[The task] Please write out the complete listing that follows, exactly as it reads.

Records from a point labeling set

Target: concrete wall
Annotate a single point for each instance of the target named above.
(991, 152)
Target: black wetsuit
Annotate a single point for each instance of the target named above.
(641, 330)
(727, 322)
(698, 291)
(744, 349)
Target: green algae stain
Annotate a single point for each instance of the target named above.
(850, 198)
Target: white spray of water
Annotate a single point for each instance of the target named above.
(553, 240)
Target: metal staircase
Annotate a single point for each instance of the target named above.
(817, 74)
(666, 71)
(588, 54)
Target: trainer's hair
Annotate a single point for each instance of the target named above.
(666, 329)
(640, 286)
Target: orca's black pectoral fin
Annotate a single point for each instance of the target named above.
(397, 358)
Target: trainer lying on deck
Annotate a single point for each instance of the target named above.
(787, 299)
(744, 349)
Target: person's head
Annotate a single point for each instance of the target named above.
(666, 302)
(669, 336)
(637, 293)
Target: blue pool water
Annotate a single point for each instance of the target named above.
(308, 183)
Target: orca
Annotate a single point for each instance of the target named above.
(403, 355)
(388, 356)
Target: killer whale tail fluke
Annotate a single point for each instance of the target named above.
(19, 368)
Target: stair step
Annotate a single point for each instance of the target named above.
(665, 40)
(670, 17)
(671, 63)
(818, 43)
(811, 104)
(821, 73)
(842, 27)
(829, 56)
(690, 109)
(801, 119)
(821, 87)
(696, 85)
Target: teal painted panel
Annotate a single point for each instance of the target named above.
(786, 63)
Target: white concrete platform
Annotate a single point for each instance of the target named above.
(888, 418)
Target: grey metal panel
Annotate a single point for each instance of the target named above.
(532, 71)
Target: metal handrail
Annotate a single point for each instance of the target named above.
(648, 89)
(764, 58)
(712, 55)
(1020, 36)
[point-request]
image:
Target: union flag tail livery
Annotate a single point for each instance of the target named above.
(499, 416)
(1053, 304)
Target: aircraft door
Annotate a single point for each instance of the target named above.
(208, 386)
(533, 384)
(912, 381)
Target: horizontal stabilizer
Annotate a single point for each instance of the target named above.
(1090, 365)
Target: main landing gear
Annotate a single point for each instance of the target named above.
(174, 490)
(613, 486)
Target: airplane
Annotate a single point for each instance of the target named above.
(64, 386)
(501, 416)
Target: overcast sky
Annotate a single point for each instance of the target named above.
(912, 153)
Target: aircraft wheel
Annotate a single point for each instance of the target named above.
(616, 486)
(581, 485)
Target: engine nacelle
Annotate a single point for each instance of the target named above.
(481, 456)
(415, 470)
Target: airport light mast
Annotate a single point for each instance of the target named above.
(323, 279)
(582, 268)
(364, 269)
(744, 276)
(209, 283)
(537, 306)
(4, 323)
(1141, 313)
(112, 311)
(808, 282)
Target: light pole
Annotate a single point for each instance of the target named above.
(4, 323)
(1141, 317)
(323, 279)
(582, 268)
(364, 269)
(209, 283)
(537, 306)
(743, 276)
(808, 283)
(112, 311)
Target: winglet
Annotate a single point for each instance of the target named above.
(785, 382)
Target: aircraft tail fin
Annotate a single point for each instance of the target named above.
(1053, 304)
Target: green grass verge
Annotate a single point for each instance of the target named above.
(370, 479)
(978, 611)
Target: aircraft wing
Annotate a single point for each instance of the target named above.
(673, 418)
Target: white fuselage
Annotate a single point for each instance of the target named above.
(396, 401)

[The result]
Target: concrete wall
Annotate a single point for each instance of the target named above.
(991, 152)
Target: black wetsuit
Annotate a single point for each instance of the target named above.
(641, 330)
(727, 322)
(698, 291)
(744, 349)
Target: green algae stain
Annotate a single point for each instance of the target named above.
(850, 198)
Target: white spray of water
Annotate a single point for each instance of the target named above.
(553, 240)
Target: metal staircase
Annotate a single point for each instance of the target named above.
(817, 74)
(666, 71)
(588, 54)
Target: trainer's hair
Annotate a single point for each instance of the target named above.
(666, 329)
(640, 286)
Target: orca's black pectoral fin
Annotate a single point for each instance of the target named above.
(397, 358)
Target: trainer lying on deck
Annotate a single point for each instance of the target named above.
(787, 299)
(744, 349)
Target: person's head
Annotate a single point for each instance of the target named above.
(666, 302)
(669, 336)
(637, 293)
Target: blue pool water
Annotate a single point for each instance of the target named above.
(308, 183)
Target: orca
Annotate a single point for each instance of the target named above.
(403, 355)
(388, 356)
Target: killer whale tail fluke
Annotate a single point for each instance of the target named above.
(19, 368)
Target: stair step
Annotate a single point for each instance of the target named above.
(665, 40)
(670, 17)
(671, 63)
(818, 43)
(811, 104)
(821, 73)
(842, 27)
(829, 56)
(690, 109)
(801, 119)
(821, 87)
(696, 85)
Target: teal painted panel
Annotate a single point for each instance of the target named above.
(786, 63)
Target: white concrete platform
Annotate a single point for each instance of the target named above.
(888, 418)
Target: grey metal panel
Annotate a single point for each instance of the target named above.
(532, 71)
Target: metal handrail
Annotate a single point for each instance of the target named above.
(648, 89)
(764, 58)
(712, 55)
(1020, 36)
[point-request]
image:
Target: union flag tail livery
Annotate a single point for each instance of the target named above.
(499, 416)
(1053, 304)
Target: aircraft door
Annotate a single point for each instance of the target named above.
(208, 386)
(533, 384)
(912, 381)
Target: horizontal stabilizer
Annotate a single point for each instance of the target named above.
(1090, 365)
Target: main landing gear
Annotate a single point for each instance of the target named above.
(174, 490)
(613, 486)
Target: airplane
Annotate a single point for each instance of the target named above.
(64, 386)
(501, 416)
Target: overcast sky
Annotate a single point for each instance of the target named above.
(912, 153)
Target: aircraft wheel
Annotate a single point for each instance of the target named above.
(616, 486)
(581, 485)
Target: engine nacelle
Annotate a single point for each instance of the target named above.
(481, 456)
(415, 470)
Target: airport light mast
Annotate a single point for each instance of the target named above.
(323, 279)
(582, 268)
(364, 269)
(744, 276)
(209, 283)
(537, 306)
(4, 323)
(1141, 313)
(112, 311)
(808, 282)
Target: light pole
Annotate a single point for each instance of the target named above.
(4, 323)
(1141, 317)
(323, 279)
(582, 268)
(364, 269)
(209, 283)
(537, 306)
(743, 276)
(808, 283)
(112, 311)
Target: winglet
Annotate a single point for each instance of the target named above.
(785, 382)
Target: aircraft tail fin
Annotate a single point for each instance of the target named above.
(1053, 304)
Target: green grass verge
Annotate a single point for each instance of the target named above.
(370, 479)
(978, 611)
Target: aircraft wing
Annotate a single point for each instance of the target named above.
(673, 418)
Target: white fuselage
Annotate a single point for each instance of the target named above.
(396, 401)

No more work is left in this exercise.